**Exercise task**
Render the data from the line with "Expected: a point inside each instance of the brick" to the line with "point(625, 436)" as a Markdown table, skipping any blank lines. Use the columns "No." for the row number and "Text" for the line.

Rows from a dataset
— begin —

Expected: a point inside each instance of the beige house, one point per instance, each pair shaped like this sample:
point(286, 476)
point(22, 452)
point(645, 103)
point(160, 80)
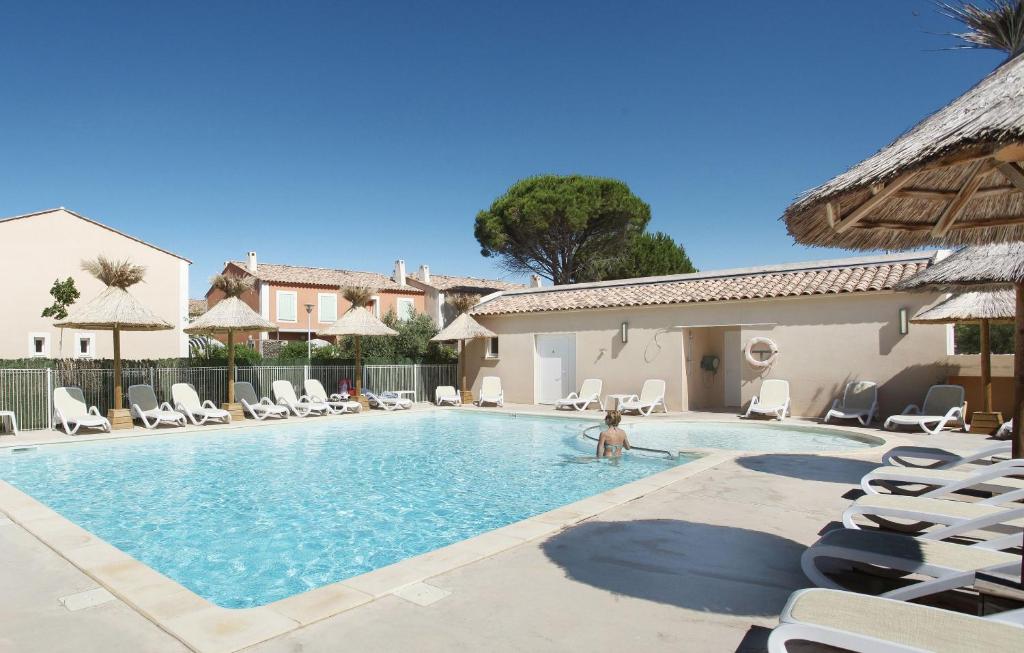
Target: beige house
point(39, 248)
point(833, 321)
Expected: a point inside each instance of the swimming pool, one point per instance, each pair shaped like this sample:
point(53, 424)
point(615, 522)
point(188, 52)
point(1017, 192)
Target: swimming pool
point(245, 517)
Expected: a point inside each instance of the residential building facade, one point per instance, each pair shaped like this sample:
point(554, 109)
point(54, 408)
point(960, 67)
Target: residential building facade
point(39, 248)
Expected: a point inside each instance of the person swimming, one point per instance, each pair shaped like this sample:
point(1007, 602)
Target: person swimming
point(612, 440)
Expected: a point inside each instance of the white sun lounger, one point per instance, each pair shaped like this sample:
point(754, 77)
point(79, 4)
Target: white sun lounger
point(73, 414)
point(938, 565)
point(651, 395)
point(300, 406)
point(773, 399)
point(446, 395)
point(872, 624)
point(339, 403)
point(143, 404)
point(491, 392)
point(258, 407)
point(943, 404)
point(590, 392)
point(186, 401)
point(860, 402)
point(387, 400)
point(935, 458)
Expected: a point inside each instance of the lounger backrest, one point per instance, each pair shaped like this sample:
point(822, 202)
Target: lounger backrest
point(284, 390)
point(774, 392)
point(184, 395)
point(244, 391)
point(860, 395)
point(591, 388)
point(940, 398)
point(653, 389)
point(71, 402)
point(143, 397)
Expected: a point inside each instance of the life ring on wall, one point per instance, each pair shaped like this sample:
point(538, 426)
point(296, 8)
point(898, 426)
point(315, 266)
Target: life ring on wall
point(750, 352)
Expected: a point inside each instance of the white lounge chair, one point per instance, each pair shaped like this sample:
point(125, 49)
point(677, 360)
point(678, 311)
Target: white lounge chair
point(938, 566)
point(446, 395)
point(942, 404)
point(258, 407)
point(872, 624)
point(73, 414)
point(299, 406)
point(773, 399)
point(590, 392)
point(387, 400)
point(938, 459)
point(860, 402)
point(186, 400)
point(651, 395)
point(339, 403)
point(143, 404)
point(491, 392)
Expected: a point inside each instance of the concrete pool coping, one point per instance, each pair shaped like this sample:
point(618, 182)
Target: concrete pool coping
point(205, 626)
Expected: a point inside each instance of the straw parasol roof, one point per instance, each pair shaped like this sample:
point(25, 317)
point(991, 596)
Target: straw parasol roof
point(229, 313)
point(114, 308)
point(970, 307)
point(463, 328)
point(980, 267)
point(955, 178)
point(358, 321)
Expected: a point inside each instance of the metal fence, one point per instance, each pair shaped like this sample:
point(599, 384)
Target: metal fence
point(29, 392)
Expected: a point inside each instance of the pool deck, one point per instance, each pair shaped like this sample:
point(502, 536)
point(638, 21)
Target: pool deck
point(698, 558)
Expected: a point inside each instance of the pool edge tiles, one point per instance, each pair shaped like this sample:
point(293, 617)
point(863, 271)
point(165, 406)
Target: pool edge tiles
point(207, 627)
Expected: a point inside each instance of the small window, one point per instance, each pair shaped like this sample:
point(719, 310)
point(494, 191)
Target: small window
point(327, 309)
point(407, 308)
point(288, 303)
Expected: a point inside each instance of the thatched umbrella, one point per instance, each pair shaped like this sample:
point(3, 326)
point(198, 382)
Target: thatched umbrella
point(116, 310)
point(462, 329)
point(981, 308)
point(228, 315)
point(357, 321)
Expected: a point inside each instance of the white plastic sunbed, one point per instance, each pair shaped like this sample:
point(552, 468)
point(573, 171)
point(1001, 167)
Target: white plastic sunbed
point(446, 395)
point(300, 406)
point(144, 406)
point(938, 566)
point(186, 400)
point(773, 399)
point(338, 403)
point(491, 392)
point(651, 395)
point(873, 624)
point(258, 407)
point(943, 404)
point(860, 402)
point(590, 392)
point(72, 411)
point(938, 459)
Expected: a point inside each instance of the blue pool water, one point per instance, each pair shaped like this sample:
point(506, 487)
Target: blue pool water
point(246, 517)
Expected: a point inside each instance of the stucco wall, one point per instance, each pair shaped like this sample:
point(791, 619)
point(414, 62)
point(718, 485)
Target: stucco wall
point(39, 249)
point(825, 341)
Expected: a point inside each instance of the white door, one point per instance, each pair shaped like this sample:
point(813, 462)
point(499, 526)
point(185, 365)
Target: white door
point(555, 367)
point(731, 373)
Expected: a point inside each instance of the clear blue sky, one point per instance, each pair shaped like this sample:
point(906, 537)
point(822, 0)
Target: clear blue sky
point(350, 134)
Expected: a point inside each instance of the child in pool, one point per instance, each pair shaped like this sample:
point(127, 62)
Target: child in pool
point(612, 439)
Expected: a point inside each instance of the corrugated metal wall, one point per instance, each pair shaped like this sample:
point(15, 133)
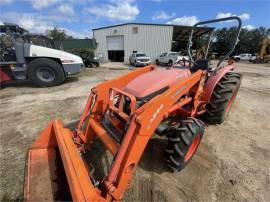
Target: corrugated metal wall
point(150, 39)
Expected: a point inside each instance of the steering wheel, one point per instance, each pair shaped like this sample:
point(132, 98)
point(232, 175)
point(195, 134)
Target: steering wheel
point(183, 62)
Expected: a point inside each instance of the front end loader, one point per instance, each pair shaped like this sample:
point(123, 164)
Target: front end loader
point(124, 114)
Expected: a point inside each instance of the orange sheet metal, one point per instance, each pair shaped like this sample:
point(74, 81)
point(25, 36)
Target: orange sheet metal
point(80, 184)
point(107, 140)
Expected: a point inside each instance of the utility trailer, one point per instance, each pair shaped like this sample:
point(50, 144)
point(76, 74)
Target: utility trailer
point(20, 59)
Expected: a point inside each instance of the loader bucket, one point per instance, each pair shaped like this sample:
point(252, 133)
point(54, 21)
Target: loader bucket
point(55, 170)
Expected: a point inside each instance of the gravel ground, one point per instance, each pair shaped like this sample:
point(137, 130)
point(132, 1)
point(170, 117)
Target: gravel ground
point(232, 163)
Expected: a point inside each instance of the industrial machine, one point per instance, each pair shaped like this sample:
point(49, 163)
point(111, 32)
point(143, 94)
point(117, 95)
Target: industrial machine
point(124, 114)
point(20, 59)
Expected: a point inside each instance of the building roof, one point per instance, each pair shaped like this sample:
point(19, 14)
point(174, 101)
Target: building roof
point(181, 32)
point(76, 43)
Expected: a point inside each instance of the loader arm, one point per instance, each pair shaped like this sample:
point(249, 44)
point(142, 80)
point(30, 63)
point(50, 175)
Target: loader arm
point(140, 123)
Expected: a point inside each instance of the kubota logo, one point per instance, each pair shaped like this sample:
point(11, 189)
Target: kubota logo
point(155, 115)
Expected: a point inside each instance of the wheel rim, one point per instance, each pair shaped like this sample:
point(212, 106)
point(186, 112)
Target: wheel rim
point(45, 74)
point(193, 147)
point(231, 101)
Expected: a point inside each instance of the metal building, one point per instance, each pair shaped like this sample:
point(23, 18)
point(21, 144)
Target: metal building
point(117, 42)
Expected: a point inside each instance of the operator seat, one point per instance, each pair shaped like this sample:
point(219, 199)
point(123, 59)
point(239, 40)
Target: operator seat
point(202, 64)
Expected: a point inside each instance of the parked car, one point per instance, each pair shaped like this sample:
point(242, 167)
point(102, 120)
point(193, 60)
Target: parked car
point(139, 59)
point(244, 56)
point(170, 58)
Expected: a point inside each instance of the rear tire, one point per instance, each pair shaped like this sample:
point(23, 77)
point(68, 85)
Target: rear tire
point(45, 72)
point(223, 98)
point(183, 141)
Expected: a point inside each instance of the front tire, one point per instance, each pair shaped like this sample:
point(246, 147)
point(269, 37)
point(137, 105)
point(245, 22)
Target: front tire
point(223, 98)
point(170, 63)
point(183, 141)
point(45, 72)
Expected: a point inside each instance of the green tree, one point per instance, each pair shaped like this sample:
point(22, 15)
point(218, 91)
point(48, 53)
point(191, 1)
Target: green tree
point(250, 40)
point(57, 34)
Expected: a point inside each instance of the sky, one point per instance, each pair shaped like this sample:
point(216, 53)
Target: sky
point(78, 17)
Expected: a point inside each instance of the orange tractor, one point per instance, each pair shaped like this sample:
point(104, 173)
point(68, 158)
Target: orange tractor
point(124, 114)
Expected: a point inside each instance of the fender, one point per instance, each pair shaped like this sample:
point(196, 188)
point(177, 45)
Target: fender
point(213, 81)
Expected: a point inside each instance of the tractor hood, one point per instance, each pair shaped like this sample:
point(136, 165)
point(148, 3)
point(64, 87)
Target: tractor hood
point(152, 82)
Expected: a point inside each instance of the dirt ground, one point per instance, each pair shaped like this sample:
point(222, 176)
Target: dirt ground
point(231, 164)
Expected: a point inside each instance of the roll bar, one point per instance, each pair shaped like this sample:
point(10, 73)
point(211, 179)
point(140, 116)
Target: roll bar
point(214, 21)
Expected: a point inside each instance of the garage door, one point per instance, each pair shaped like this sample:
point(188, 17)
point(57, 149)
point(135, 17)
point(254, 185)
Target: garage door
point(115, 43)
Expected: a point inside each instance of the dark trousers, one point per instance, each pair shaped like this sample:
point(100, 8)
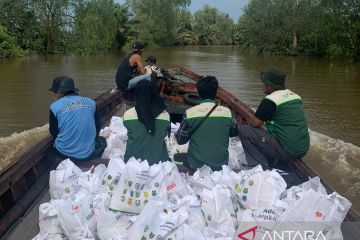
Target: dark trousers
point(100, 145)
point(261, 147)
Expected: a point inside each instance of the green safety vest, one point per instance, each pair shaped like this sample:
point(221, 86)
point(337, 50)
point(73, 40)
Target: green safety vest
point(140, 143)
point(209, 143)
point(288, 123)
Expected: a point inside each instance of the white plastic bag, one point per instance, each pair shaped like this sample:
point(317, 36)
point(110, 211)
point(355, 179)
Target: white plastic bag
point(236, 154)
point(186, 232)
point(49, 223)
point(76, 215)
point(112, 225)
point(45, 236)
point(157, 221)
point(91, 179)
point(138, 185)
point(175, 184)
point(260, 190)
point(111, 177)
point(63, 180)
point(293, 194)
point(315, 212)
point(218, 210)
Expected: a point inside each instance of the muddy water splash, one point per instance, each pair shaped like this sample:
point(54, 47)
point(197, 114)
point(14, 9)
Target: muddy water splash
point(338, 163)
point(330, 91)
point(18, 143)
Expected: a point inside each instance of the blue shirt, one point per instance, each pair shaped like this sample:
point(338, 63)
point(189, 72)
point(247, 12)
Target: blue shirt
point(76, 123)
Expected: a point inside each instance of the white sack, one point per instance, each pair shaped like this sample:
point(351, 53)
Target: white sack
point(63, 180)
point(112, 225)
point(315, 212)
point(186, 232)
point(49, 223)
point(218, 210)
point(236, 154)
point(76, 215)
point(175, 184)
point(111, 177)
point(156, 221)
point(294, 193)
point(260, 190)
point(138, 185)
point(46, 236)
point(91, 179)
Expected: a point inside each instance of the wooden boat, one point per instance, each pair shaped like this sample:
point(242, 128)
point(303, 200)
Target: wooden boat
point(23, 181)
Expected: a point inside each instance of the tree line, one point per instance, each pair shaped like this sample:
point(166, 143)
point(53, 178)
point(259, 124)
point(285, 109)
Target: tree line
point(325, 28)
point(328, 28)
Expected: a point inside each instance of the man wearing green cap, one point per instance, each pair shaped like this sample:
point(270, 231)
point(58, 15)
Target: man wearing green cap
point(131, 69)
point(74, 122)
point(287, 136)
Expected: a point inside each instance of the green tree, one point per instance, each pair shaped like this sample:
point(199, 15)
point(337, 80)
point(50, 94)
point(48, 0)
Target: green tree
point(185, 34)
point(212, 27)
point(99, 25)
point(311, 27)
point(8, 46)
point(20, 20)
point(155, 21)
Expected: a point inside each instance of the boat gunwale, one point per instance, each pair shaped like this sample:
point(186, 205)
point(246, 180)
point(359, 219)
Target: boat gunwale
point(107, 102)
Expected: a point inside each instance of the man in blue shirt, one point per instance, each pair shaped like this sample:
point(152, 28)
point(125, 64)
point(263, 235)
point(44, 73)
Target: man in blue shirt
point(74, 122)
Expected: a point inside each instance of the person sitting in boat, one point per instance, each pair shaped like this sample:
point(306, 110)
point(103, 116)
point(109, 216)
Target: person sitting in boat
point(287, 136)
point(208, 127)
point(147, 123)
point(74, 122)
point(154, 71)
point(131, 70)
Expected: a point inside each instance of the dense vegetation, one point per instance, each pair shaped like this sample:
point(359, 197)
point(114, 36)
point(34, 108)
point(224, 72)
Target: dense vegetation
point(328, 28)
point(308, 27)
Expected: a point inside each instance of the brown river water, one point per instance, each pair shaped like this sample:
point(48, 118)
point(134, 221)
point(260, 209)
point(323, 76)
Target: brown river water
point(330, 92)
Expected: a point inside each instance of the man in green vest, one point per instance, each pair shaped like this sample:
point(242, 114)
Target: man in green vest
point(147, 123)
point(287, 136)
point(209, 137)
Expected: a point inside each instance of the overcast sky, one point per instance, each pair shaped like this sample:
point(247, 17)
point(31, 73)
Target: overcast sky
point(231, 7)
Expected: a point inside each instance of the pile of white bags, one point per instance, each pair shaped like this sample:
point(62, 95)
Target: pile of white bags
point(116, 137)
point(135, 201)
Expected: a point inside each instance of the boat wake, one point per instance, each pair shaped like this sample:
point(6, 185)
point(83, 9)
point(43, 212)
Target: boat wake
point(20, 142)
point(336, 162)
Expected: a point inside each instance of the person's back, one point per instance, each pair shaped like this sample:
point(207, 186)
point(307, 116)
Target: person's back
point(209, 144)
point(287, 137)
point(74, 122)
point(125, 72)
point(77, 131)
point(288, 123)
point(147, 123)
point(131, 69)
point(209, 141)
point(140, 143)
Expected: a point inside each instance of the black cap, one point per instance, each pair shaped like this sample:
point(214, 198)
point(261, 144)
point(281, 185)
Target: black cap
point(151, 58)
point(138, 46)
point(63, 84)
point(274, 77)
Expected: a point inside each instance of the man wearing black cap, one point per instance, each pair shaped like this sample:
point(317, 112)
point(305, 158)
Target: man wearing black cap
point(157, 74)
point(287, 136)
point(131, 69)
point(74, 122)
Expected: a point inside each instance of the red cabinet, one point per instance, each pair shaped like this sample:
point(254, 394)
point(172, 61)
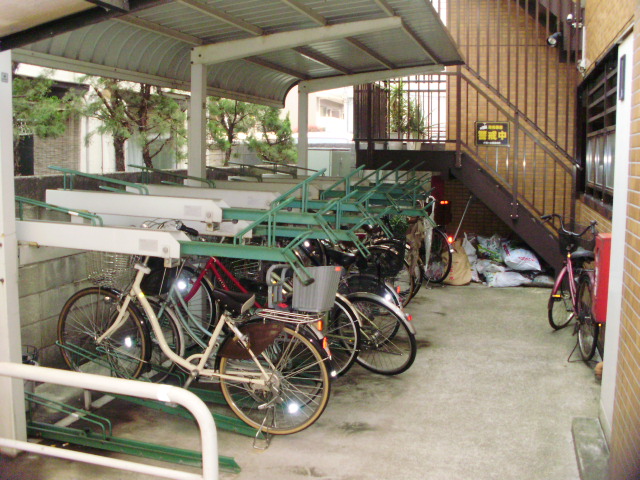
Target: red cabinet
point(601, 281)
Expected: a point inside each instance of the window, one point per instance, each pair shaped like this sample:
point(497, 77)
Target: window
point(331, 109)
point(599, 100)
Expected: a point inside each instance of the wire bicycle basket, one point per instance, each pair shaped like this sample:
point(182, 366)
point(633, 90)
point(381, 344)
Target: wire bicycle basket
point(571, 243)
point(110, 270)
point(321, 294)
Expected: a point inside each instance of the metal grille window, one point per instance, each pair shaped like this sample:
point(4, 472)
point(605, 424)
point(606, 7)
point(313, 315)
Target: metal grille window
point(599, 95)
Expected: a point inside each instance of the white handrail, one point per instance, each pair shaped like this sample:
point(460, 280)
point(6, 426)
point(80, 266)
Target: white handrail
point(164, 393)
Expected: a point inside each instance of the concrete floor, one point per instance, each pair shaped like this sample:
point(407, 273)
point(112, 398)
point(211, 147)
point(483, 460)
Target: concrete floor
point(490, 396)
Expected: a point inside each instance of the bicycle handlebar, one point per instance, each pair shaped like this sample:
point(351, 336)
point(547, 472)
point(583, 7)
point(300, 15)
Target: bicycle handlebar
point(191, 231)
point(591, 226)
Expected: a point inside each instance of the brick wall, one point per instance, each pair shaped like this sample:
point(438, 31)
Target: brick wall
point(508, 49)
point(585, 215)
point(605, 24)
point(478, 219)
point(625, 436)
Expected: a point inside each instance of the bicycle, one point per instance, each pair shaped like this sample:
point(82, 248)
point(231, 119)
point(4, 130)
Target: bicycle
point(273, 377)
point(572, 293)
point(388, 345)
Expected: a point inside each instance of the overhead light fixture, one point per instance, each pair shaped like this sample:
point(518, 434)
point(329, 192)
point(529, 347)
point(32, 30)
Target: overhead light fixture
point(554, 39)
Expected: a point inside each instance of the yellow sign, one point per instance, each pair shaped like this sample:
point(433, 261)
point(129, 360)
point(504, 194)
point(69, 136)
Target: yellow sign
point(494, 134)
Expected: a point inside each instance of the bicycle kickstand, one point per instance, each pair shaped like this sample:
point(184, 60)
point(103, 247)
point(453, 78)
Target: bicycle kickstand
point(262, 440)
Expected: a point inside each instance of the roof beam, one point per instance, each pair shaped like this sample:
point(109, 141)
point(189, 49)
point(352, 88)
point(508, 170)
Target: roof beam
point(306, 11)
point(69, 23)
point(412, 35)
point(120, 5)
point(377, 57)
point(320, 84)
point(87, 68)
point(320, 20)
point(276, 67)
point(323, 59)
point(236, 49)
point(160, 29)
point(386, 8)
point(223, 16)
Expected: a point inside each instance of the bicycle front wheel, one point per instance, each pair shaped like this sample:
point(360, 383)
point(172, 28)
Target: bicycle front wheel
point(388, 345)
point(297, 389)
point(438, 263)
point(587, 325)
point(560, 307)
point(85, 317)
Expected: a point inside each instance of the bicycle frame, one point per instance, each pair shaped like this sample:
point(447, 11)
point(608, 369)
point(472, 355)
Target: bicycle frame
point(195, 370)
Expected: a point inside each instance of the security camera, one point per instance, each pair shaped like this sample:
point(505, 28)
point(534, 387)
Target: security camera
point(554, 39)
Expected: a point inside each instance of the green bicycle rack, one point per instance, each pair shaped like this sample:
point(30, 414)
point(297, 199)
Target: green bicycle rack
point(103, 438)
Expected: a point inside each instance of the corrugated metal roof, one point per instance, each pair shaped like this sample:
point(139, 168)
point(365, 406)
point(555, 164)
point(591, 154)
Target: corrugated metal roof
point(153, 43)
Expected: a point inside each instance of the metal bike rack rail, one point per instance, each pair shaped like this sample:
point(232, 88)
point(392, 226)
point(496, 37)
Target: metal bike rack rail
point(166, 393)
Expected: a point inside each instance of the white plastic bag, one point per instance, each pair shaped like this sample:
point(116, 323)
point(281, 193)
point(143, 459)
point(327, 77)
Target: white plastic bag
point(490, 247)
point(484, 266)
point(506, 279)
point(519, 259)
point(470, 249)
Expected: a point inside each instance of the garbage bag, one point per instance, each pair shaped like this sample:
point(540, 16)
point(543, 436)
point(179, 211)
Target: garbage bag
point(519, 259)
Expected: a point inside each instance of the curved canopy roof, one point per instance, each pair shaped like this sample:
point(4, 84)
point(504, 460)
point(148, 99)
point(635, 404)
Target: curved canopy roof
point(256, 50)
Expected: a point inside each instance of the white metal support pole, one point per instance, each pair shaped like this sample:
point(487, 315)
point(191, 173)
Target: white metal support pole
point(303, 128)
point(12, 415)
point(198, 122)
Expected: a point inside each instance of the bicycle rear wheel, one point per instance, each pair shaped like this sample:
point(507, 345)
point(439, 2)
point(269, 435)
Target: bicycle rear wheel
point(343, 334)
point(586, 325)
point(297, 391)
point(388, 343)
point(560, 306)
point(438, 264)
point(86, 316)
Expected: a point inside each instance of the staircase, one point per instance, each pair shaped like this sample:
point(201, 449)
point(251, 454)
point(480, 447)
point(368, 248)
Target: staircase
point(535, 174)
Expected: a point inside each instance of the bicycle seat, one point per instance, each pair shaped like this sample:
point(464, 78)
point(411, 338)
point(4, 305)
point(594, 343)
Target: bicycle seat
point(344, 259)
point(235, 303)
point(583, 254)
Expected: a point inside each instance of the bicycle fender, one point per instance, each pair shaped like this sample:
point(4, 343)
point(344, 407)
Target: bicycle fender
point(393, 307)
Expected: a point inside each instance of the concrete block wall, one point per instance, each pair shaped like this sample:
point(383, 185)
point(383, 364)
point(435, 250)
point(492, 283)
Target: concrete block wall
point(625, 437)
point(44, 287)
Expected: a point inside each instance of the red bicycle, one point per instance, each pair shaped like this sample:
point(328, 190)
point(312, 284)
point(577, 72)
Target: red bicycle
point(572, 293)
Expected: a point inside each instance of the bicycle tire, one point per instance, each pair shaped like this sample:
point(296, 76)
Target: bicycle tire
point(587, 326)
point(84, 317)
point(298, 369)
point(343, 335)
point(560, 306)
point(438, 265)
point(369, 283)
point(160, 366)
point(388, 344)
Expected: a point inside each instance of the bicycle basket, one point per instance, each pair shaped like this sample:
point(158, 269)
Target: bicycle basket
point(570, 243)
point(160, 279)
point(110, 270)
point(321, 294)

— end —

**The answer**
| No. | Text |
|---|---|
| 1 | Expected: a point inside each instance of the brick wall, one point per instance, each pair shaped like this sample: |
| 2 | point(438, 31) |
| 3 | Target: brick wall |
| 4 | point(508, 49) |
| 5 | point(585, 215) |
| 6 | point(605, 24) |
| 7 | point(478, 219) |
| 8 | point(625, 436) |